::: Data provided

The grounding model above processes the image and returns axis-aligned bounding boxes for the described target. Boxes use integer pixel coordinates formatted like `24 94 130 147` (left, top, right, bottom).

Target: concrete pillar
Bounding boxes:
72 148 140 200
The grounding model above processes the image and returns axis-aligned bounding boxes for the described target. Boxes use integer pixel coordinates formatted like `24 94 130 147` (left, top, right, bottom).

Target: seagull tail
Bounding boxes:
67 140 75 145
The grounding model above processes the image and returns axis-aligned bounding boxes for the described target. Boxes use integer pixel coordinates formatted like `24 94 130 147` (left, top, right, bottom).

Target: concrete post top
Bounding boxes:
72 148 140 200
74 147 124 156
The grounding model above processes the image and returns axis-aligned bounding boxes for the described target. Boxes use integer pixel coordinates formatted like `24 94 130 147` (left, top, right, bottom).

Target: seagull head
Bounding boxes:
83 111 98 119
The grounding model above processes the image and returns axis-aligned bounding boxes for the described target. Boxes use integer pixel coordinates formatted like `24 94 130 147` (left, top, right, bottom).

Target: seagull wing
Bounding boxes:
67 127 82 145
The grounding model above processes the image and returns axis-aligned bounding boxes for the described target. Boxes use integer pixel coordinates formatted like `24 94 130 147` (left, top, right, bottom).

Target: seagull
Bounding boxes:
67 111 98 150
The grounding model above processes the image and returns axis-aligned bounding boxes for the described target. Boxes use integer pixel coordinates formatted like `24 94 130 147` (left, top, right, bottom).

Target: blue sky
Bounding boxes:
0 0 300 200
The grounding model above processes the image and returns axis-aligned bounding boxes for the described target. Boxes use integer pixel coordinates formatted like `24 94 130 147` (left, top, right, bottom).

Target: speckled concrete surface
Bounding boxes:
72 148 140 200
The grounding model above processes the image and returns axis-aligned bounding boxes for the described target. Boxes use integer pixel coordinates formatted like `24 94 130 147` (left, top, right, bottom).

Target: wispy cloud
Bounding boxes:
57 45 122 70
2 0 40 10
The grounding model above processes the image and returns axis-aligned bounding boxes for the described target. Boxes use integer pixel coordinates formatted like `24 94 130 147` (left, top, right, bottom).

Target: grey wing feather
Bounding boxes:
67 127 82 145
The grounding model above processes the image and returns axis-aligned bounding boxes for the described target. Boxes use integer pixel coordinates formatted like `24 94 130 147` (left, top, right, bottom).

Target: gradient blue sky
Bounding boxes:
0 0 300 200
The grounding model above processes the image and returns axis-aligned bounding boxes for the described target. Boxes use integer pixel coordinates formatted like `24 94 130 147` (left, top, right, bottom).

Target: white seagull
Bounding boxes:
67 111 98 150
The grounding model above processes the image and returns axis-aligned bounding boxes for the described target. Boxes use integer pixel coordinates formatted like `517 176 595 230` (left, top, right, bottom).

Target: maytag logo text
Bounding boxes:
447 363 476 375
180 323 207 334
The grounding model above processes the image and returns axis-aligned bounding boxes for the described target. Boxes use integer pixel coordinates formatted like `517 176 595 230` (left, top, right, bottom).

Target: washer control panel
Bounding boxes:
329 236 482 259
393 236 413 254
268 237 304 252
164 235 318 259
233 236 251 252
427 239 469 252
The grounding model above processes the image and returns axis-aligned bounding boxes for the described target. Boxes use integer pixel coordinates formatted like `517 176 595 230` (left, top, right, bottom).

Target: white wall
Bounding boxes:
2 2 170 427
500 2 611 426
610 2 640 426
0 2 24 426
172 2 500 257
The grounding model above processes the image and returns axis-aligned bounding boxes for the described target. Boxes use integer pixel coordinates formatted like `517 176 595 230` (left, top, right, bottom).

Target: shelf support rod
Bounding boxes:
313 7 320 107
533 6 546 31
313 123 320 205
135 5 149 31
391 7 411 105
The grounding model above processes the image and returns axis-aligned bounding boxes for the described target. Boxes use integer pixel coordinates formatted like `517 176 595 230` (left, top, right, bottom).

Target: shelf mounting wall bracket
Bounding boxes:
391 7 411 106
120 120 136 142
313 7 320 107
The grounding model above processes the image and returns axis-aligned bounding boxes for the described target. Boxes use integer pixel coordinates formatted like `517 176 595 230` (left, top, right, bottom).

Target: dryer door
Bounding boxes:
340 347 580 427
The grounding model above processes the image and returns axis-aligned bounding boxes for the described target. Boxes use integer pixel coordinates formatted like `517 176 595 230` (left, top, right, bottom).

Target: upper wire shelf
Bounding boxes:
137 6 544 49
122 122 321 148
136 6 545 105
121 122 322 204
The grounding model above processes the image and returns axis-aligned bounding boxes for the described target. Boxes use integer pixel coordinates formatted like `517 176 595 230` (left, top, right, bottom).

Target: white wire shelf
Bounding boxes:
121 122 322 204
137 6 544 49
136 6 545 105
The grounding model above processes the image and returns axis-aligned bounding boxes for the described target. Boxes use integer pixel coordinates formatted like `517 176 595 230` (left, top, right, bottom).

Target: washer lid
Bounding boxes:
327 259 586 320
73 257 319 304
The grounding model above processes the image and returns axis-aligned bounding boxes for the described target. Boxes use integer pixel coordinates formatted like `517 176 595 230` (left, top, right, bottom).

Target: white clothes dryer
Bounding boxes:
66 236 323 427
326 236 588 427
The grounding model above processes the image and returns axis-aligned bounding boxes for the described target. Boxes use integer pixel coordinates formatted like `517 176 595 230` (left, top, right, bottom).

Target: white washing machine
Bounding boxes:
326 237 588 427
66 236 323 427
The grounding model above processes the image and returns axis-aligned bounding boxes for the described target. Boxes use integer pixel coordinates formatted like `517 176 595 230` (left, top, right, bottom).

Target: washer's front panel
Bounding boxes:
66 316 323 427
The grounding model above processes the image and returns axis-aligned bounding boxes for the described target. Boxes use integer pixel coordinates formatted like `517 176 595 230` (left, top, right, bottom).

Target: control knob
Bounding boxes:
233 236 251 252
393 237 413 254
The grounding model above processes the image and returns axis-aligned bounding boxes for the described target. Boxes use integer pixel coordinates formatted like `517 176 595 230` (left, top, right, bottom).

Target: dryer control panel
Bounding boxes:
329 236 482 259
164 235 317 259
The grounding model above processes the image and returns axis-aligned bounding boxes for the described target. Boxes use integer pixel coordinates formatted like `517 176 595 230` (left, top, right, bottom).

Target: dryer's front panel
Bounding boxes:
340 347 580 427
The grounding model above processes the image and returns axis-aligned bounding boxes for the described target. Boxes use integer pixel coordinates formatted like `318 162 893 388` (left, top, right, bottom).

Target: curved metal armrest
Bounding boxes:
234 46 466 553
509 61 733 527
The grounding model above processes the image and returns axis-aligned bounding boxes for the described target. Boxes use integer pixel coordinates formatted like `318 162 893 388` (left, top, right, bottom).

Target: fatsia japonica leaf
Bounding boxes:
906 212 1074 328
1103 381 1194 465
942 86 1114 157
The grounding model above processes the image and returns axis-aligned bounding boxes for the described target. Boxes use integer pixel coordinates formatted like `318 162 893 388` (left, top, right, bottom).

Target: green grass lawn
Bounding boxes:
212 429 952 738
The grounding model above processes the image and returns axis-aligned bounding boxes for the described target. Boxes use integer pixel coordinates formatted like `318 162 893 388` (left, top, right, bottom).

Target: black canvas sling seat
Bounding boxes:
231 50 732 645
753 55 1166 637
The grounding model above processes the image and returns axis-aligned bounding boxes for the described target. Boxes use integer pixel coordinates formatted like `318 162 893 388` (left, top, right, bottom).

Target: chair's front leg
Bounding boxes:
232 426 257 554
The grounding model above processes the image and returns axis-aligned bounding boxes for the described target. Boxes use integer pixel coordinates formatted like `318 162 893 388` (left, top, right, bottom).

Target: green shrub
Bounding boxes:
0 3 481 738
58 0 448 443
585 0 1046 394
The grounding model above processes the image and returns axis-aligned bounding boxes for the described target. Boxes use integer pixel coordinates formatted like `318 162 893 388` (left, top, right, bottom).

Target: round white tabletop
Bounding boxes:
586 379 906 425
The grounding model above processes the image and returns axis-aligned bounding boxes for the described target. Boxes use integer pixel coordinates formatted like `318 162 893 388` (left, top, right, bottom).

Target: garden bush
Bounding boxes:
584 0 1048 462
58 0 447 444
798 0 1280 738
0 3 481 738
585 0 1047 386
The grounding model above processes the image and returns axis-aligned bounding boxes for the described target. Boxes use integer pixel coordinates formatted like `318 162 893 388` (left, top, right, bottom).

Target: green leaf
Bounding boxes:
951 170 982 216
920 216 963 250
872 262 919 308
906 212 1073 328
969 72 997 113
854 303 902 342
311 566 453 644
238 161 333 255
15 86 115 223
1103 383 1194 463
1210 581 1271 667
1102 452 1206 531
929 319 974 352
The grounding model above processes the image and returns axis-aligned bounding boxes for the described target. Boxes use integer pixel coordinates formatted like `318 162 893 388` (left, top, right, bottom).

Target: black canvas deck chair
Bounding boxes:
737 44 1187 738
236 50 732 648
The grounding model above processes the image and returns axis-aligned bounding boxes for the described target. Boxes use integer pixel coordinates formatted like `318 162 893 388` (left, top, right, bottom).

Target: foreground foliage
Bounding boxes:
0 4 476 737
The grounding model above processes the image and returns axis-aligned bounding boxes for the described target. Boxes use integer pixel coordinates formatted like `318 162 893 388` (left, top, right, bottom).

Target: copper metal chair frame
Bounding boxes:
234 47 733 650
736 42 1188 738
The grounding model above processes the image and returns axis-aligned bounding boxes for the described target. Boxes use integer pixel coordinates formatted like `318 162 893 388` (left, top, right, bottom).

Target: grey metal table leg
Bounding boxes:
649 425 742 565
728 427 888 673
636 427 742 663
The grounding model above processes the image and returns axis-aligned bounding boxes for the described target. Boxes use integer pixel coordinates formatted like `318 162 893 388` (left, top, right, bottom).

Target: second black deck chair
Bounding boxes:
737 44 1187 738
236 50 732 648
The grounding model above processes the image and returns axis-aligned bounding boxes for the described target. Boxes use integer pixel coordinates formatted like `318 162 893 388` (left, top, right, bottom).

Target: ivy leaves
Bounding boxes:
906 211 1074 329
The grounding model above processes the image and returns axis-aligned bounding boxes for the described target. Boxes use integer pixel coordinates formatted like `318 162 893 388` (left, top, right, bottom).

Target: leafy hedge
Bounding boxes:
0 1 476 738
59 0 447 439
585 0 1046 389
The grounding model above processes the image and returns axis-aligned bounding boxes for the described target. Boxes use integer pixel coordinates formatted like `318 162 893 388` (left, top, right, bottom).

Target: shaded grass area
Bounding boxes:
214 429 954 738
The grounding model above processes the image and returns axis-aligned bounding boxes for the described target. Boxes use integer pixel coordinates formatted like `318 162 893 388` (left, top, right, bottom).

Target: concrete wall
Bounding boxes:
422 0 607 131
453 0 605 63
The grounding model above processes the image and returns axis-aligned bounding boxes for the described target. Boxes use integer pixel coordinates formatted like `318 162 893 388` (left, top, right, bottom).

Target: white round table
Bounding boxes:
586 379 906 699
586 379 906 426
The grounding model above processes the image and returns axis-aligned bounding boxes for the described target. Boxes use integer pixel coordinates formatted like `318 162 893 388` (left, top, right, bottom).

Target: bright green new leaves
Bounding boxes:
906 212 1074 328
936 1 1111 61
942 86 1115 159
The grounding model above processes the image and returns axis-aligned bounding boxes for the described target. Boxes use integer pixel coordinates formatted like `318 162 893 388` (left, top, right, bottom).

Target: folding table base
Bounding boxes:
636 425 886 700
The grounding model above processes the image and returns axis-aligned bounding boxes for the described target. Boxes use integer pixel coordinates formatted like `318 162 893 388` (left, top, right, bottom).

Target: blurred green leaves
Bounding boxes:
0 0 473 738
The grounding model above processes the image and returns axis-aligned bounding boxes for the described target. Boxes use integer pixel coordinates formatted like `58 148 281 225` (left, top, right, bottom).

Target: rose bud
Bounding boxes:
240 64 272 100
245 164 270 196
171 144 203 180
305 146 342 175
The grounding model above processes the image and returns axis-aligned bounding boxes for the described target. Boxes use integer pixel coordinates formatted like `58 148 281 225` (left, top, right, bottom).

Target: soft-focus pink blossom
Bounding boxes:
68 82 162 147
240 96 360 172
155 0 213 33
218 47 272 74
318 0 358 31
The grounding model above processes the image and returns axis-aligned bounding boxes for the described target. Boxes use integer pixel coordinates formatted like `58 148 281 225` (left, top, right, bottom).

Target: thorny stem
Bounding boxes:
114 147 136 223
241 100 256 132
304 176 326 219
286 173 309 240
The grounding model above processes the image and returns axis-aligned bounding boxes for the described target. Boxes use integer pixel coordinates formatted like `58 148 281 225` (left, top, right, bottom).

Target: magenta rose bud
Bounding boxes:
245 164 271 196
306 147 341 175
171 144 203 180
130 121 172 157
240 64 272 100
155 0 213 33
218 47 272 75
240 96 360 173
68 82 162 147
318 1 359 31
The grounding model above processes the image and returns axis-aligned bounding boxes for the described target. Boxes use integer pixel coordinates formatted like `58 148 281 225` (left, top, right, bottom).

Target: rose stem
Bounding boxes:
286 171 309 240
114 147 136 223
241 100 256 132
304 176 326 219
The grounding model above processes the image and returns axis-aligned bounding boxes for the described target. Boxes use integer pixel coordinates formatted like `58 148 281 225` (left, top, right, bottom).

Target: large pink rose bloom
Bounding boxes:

::::::

- Goal of the exercise
Pull out every line in the lines above that contains the word "wall", copying each one in full. Case counts, so match only that exact capitalization.

- Output of the task
Target: white wall
Target: shelf mounting wall bracket
Target: concrete wall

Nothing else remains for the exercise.